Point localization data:
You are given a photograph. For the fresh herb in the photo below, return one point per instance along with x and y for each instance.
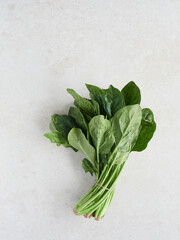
(106, 128)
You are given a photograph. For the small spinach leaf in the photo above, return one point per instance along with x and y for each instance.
(88, 166)
(148, 127)
(131, 93)
(83, 103)
(78, 117)
(101, 133)
(62, 124)
(77, 139)
(57, 137)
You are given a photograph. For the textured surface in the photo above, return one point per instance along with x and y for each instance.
(48, 46)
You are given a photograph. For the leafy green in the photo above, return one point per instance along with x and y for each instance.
(148, 127)
(88, 166)
(62, 124)
(78, 117)
(131, 93)
(101, 133)
(110, 100)
(83, 103)
(126, 127)
(57, 137)
(106, 128)
(77, 139)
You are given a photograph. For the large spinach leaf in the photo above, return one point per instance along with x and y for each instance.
(126, 127)
(110, 100)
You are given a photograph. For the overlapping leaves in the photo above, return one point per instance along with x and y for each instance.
(111, 123)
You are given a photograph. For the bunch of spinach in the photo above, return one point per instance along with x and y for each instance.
(106, 128)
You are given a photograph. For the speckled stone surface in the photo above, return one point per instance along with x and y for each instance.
(47, 46)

* [WORK INSTRUCTION]
Word for word, repeat the data above with the pictures left out.

* [EXPECTED ANSWER]
You are given a photograph. For the fresh herb in the photo below, return one point per instance along with x and y for each instance.
(106, 128)
You are given a photograph. For the small spinach leaf in the photo above, return one point per instance along with x and y for each instance.
(88, 166)
(148, 127)
(131, 93)
(83, 103)
(78, 117)
(101, 133)
(62, 124)
(77, 139)
(57, 137)
You are given a photograph. For the textured surface in the photo above, return one point per instance along with x and y for each instance.
(48, 46)
You are given a photograph. For the leafy green in the photo above, return one point per instance along with x and y for each instance.
(148, 127)
(88, 166)
(62, 124)
(78, 117)
(131, 93)
(101, 133)
(110, 100)
(83, 103)
(126, 127)
(57, 137)
(106, 128)
(77, 139)
You are given a photograph. For the large spinach leaf in the photo above, return one point per instance along with x and y for each instance.
(126, 127)
(110, 100)
You are given a photograph. For the overlapping leaves in the photo above, return one point per instance along with x and y for each instance.
(111, 123)
You are given a photograph. For the bunch of spinach in the photo above, return one point per instance along with x and y for each instance.
(106, 128)
You are given a photograph. For the speckled stone surface in the photo above, return one point per instance along with x and y for each instance.
(47, 46)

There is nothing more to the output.